- Task description: Go through the entries and write each one out again unchanged.

- Provided information:

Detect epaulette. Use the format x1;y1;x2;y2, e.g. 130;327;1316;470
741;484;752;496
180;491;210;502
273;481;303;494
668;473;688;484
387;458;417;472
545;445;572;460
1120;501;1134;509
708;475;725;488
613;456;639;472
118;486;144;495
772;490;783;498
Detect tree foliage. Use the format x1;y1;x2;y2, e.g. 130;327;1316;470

- Solved problem:
Detect epaulette. Use the format x1;y1;x2;y2, e.g. 130;327;1316;470
741;484;752;496
180;491;210;502
273;481;303;494
668;473;688;484
387;458;417;472
545;445;572;460
1120;501;1134;509
708;475;725;488
613;456;639;472
118;486;144;495
772;490;783;498
Detect tree foliage. Use the format x1;y1;x2;y2, e.g. 130;327;1316;470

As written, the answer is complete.